#### [Stated exercise]
Please print all of the material below, word for word.

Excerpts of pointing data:

---*---

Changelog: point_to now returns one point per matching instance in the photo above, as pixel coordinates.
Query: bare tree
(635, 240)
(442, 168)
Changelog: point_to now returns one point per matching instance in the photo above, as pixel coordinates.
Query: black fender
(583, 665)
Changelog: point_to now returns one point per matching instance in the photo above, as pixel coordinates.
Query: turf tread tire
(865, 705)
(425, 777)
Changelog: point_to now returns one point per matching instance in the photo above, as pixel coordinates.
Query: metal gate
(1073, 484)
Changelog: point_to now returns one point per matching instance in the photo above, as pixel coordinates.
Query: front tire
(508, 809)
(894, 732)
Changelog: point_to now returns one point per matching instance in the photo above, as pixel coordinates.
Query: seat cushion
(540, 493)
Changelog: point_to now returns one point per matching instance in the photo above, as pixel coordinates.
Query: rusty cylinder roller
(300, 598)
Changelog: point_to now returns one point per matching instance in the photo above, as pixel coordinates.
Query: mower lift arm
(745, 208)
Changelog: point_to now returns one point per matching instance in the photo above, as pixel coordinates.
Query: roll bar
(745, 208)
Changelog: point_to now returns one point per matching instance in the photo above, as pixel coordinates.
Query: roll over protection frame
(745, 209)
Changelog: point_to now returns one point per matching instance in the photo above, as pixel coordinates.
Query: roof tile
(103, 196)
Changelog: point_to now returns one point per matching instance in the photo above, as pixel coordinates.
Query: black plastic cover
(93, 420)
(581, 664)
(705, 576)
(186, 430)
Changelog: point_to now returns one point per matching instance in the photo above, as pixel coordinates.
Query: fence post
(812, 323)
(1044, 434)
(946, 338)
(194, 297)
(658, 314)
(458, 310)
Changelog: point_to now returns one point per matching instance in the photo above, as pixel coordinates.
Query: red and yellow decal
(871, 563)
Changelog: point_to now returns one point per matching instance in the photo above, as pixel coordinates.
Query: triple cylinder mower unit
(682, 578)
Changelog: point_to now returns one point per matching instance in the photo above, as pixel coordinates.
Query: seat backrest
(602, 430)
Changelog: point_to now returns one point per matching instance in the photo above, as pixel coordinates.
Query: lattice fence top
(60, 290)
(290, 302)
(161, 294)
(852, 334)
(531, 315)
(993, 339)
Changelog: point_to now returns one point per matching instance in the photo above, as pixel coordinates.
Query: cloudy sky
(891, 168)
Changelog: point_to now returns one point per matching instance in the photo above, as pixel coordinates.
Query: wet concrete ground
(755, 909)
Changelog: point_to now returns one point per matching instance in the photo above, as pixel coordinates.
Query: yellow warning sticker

---*---

#### [Written solution]
Changelog: point_to now returns one point per matching instance in the photo above, as pixel coordinates.
Query: bare tree
(635, 240)
(442, 168)
Changelog: point_to now returns one point per matching instance in the photo above, as pixel coordinates.
Query: black fender
(583, 665)
Changelog: point_to now returns one point per matching instance in the photo above, as pixel coordinates.
Query: turf tread tire
(865, 705)
(425, 777)
Changelog: point_to now returns one point per matching instance in the photo above, as pixel coordinates.
Query: metal gate
(1073, 484)
Changelog: point_to now returns one point per matching instance in the photo above, as pixel coordinates.
Query: front tire
(508, 809)
(894, 732)
Changelog: point_to now returns one point per matching instance in the photo above, as pixel coordinates.
Query: seat cushion
(540, 493)
Changelog: point_to now returns one point per matching instance in the photo above, as pixel coordinates.
Query: rusty cylinder roller
(300, 598)
Changelog: point_to now returns one point per matching instance in the photo above, as pixel coordinates.
Query: mower lift arm
(745, 208)
Changelog: point_to now returns one point per matching instance in the photo above, as pixel coordinates.
Query: roll bar
(745, 208)
Changelog: point_to now returns one point per matching instance in the photo above, as pixel coordinates.
Query: roll over protection frame
(745, 209)
Changelog: point_to now returns one point per matching instance in the photo above, as pixel coordinates.
Query: roof tile
(103, 196)
Changelog: point_to now returns one point per matching instance in the photo above, as pixel coordinates.
Query: black plastic cover
(93, 420)
(581, 664)
(705, 576)
(186, 430)
Changelog: point_to now returns one point per matching instance in the photo above, as pixel coordinates.
Query: fence post
(812, 323)
(1044, 434)
(946, 338)
(194, 297)
(658, 314)
(458, 310)
Changelog: point_to now returns one point per matching instance in the photo above, as pixel coordinates.
Query: red and yellow decal
(871, 563)
Changelog: point_to now returns one point per matching instance in the photo above, as pixel coordinates.
Query: triple cylinder mower unit
(682, 578)
Changelog: point_to now returns one point per matching instance in the photo above, as pixel coordinates.
Query: seat backrest
(602, 430)
Changelog: point_to now returns one point per matching instance in the photo above, as pixel coordinates.
Query: lattice fence top
(60, 290)
(290, 302)
(161, 294)
(852, 334)
(531, 315)
(993, 339)
Changelog: point_to now returns one point per matching instance in the photo above, as pixel coordinates.
Query: cloudy sky
(891, 168)
Changelog: point_to now returns one point per matching instance in the photo above, as pixel coordinates.
Query: wet concrete ground
(755, 909)
Changelog: point_to now returns one point per matching instance in the photo above, as pixel coordinates.
Query: yellow warning sticker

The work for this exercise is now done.